-- START Dataset --

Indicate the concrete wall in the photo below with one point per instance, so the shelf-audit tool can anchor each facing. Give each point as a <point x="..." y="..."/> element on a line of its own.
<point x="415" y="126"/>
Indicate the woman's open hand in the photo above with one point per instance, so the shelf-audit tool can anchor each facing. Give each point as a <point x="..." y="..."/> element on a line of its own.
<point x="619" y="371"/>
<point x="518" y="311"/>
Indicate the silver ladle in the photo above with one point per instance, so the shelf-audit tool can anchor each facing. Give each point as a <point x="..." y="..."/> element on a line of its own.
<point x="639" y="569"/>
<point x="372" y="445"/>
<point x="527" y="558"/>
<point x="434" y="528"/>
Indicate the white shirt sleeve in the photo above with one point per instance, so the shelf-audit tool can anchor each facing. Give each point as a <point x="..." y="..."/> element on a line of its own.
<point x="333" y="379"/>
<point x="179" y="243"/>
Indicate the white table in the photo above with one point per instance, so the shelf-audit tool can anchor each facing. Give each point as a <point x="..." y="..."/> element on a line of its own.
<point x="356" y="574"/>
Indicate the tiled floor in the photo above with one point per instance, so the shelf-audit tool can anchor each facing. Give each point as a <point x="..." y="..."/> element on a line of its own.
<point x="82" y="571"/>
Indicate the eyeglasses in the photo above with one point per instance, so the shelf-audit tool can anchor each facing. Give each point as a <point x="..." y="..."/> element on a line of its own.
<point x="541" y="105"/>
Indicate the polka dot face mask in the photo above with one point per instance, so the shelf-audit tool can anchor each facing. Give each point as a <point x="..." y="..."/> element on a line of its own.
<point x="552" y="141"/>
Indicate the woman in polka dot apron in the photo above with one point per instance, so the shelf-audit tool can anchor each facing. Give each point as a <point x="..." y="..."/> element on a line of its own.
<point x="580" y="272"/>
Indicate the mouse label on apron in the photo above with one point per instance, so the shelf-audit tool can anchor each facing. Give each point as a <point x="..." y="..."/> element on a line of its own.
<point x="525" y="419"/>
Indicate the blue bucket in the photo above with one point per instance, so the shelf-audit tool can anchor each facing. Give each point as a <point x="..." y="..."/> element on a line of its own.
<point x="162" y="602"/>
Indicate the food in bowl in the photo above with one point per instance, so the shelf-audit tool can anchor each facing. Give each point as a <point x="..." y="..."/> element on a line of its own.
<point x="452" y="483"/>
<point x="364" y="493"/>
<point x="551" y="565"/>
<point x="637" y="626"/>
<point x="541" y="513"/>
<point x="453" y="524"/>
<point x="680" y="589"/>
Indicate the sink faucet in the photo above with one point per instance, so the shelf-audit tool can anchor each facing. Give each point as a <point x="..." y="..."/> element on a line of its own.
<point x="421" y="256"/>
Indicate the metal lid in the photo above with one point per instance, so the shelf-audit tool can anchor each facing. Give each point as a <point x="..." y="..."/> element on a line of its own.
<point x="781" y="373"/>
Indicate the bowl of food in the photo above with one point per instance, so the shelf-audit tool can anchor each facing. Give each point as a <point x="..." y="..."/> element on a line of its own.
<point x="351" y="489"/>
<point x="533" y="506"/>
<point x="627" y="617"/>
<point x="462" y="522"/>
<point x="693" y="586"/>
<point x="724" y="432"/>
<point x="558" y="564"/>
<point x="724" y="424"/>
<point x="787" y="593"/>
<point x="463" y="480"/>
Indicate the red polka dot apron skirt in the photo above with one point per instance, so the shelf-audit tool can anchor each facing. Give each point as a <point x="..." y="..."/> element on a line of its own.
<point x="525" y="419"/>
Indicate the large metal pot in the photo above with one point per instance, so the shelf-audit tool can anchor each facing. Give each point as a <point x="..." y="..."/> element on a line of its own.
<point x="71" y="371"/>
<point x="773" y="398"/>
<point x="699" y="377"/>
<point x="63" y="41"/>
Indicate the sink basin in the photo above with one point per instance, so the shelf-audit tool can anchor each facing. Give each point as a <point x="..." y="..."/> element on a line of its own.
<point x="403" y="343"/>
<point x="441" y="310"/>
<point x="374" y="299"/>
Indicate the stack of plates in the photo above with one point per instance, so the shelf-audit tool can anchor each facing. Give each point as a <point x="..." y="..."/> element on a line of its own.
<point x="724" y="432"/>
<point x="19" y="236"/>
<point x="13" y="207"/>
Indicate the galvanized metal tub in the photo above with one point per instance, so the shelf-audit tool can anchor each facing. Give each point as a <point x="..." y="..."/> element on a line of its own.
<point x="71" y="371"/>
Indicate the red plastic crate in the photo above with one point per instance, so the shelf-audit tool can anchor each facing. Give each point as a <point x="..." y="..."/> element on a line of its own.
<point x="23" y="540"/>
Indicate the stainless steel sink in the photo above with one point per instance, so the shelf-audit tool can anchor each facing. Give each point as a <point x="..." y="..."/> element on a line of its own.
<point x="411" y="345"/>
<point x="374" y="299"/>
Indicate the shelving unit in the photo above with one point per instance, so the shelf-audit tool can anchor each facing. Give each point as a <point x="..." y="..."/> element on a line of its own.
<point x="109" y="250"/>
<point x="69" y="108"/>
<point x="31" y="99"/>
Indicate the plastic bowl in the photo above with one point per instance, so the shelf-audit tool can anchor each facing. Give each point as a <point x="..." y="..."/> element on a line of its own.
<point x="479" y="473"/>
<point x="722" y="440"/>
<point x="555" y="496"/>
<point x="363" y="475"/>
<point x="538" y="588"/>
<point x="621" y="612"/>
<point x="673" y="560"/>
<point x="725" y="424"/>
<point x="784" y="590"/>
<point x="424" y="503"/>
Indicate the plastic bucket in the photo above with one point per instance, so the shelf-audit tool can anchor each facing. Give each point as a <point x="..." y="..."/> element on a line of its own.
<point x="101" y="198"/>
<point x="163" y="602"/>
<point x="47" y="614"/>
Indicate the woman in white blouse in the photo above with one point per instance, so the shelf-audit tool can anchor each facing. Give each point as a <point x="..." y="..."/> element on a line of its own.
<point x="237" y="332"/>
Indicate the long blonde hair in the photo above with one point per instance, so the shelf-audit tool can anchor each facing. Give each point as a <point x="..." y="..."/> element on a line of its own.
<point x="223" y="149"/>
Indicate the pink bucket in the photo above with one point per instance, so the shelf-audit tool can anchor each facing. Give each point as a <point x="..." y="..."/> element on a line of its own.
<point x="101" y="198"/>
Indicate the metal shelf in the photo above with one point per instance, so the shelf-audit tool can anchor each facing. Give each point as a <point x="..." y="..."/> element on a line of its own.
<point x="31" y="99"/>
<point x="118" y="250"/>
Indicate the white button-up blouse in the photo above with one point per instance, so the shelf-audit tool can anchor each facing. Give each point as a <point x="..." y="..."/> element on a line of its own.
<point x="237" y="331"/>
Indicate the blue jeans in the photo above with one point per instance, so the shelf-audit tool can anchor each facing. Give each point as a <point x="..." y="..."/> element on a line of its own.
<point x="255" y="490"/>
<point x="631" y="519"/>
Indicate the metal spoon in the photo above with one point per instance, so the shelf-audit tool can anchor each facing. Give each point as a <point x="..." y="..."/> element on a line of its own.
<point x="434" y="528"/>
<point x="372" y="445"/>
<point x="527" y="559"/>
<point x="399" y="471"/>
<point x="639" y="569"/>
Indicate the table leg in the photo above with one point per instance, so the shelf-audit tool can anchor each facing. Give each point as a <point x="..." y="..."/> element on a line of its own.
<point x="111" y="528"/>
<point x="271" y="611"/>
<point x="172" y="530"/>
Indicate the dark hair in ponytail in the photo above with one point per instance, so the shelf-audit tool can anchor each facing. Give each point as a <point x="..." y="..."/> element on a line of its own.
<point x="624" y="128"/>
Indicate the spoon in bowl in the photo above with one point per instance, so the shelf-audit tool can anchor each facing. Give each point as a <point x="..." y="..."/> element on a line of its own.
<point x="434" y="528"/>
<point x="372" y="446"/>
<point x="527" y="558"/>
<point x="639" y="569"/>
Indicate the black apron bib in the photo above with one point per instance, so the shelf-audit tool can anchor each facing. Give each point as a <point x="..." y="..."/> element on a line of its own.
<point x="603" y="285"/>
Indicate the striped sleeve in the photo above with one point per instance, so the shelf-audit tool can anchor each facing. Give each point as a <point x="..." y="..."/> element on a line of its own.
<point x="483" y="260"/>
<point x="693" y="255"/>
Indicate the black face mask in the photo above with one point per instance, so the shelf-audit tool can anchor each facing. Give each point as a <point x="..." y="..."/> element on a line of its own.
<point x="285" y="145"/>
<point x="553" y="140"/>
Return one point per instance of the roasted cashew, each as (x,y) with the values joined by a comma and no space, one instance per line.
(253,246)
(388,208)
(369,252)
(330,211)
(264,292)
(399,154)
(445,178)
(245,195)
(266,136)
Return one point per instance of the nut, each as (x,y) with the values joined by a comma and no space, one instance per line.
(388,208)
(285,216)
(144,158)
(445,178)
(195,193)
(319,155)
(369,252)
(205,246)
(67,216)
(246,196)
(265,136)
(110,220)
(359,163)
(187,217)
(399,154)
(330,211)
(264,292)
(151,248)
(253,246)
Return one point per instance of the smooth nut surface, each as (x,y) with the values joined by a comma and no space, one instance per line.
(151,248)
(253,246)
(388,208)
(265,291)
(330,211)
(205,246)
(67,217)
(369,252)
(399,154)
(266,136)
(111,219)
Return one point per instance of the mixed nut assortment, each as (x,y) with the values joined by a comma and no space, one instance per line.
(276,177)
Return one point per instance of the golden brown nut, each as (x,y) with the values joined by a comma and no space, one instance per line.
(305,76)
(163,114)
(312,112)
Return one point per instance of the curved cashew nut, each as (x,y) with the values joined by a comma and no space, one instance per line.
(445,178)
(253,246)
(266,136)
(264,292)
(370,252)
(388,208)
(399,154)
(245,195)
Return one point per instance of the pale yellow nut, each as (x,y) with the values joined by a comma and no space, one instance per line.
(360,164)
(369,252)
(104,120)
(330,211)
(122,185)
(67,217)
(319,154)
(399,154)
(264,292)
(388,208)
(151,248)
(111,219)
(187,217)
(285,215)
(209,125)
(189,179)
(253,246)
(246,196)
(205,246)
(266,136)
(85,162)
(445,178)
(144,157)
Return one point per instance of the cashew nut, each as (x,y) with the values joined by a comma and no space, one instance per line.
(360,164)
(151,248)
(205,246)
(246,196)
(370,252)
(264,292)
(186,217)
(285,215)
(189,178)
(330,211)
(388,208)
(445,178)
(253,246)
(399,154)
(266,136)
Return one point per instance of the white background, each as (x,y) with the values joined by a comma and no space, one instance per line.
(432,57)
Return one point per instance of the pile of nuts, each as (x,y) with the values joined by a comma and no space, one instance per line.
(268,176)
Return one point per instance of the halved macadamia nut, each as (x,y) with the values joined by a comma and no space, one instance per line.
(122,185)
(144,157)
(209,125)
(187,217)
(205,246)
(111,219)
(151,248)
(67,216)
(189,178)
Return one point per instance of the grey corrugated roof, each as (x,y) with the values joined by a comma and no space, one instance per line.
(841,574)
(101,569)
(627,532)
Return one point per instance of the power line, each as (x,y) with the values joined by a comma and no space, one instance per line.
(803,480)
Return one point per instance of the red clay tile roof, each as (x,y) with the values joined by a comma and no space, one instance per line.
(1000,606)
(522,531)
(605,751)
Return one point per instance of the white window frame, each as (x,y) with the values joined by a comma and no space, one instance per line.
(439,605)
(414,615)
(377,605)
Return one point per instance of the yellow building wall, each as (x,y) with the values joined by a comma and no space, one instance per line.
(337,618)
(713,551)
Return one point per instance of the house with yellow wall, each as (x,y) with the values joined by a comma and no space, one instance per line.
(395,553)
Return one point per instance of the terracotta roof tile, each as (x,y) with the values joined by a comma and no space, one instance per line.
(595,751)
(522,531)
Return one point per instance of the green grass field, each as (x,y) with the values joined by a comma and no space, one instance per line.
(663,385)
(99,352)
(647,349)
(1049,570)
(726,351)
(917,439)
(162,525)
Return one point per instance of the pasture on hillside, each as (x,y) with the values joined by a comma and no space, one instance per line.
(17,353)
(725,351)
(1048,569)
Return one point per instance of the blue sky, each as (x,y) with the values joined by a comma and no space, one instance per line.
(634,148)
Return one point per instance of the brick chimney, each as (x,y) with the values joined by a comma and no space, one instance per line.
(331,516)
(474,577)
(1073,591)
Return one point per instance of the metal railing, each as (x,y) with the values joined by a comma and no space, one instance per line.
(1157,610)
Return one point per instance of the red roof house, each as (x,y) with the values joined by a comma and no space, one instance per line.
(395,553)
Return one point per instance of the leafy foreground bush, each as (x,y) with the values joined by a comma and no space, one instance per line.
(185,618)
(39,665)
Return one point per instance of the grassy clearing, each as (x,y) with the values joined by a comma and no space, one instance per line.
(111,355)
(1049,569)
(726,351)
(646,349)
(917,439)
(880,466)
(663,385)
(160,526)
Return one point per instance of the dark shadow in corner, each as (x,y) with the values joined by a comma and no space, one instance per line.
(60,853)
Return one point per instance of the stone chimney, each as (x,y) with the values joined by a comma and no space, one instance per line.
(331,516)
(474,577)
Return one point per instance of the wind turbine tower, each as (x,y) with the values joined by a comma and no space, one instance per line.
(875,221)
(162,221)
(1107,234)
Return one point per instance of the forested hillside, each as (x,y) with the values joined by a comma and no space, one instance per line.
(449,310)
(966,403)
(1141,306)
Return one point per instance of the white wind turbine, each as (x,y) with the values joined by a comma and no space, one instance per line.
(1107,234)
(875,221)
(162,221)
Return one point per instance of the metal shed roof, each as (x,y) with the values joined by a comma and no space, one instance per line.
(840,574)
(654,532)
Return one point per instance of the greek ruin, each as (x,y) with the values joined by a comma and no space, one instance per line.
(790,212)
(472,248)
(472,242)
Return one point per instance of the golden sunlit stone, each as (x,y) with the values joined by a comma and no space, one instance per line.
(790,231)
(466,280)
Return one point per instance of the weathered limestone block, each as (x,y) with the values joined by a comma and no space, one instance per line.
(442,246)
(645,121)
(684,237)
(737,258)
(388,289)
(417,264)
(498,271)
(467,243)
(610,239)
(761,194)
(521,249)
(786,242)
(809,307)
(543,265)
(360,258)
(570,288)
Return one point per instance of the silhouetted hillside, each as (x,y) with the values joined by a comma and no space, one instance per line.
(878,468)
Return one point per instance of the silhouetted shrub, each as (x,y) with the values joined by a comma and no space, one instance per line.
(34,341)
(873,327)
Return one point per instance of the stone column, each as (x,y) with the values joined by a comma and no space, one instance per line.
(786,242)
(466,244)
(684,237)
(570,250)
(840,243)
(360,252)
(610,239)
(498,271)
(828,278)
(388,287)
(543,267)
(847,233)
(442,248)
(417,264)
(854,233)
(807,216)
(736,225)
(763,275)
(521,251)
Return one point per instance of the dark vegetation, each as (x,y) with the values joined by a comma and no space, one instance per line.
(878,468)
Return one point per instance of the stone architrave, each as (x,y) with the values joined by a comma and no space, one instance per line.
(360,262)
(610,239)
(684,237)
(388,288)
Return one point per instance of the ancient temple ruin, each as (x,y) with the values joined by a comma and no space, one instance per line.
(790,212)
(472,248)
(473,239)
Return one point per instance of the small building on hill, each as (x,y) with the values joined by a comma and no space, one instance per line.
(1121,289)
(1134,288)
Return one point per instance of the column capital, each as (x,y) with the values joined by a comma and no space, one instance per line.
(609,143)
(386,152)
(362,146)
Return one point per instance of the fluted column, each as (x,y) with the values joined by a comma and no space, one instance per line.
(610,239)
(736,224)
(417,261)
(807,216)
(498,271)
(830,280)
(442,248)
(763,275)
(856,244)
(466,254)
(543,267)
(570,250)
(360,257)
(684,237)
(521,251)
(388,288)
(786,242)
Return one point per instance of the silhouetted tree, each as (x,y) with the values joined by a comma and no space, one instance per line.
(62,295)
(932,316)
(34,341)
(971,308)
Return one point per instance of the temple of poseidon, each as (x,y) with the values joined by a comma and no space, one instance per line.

-- END Dataset --

**What needs to be done**
Starting at the line with "Return one point per instance of the ancient", copy every line up to and including the last one in the entries above.

**Finished answer**
Return one point per instance of the ancient temple ruin, each as (x,y) with the values joined by a comma and no space, one instance per line.
(790,212)
(472,248)
(473,239)
Return one point per instance of the small building on hill, each as (x,y) with the values joined by a comma and no space, one instance per line.
(1121,289)
(1134,288)
Return one point per instance of the column capital, each as (x,y) with the values joined by a comma and no space, one instance per line.
(609,143)
(386,152)
(362,146)
Return one point per instance of the fluted column, each as (x,y) with the values joined by a comma and no space, one instance per line.
(610,239)
(736,224)
(417,261)
(807,216)
(498,271)
(830,280)
(442,248)
(763,275)
(856,244)
(466,254)
(543,267)
(570,250)
(360,257)
(684,237)
(521,251)
(388,288)
(786,242)
Return one point per instance of the silhouetted tree, each as (x,y) with the values joined by a comma and no space, one instance per line.
(62,295)
(932,316)
(34,341)
(971,308)
Return one point per instance of the temple of poseidon, each as (x,y) with the values joined by a comma and no space, one instance per line.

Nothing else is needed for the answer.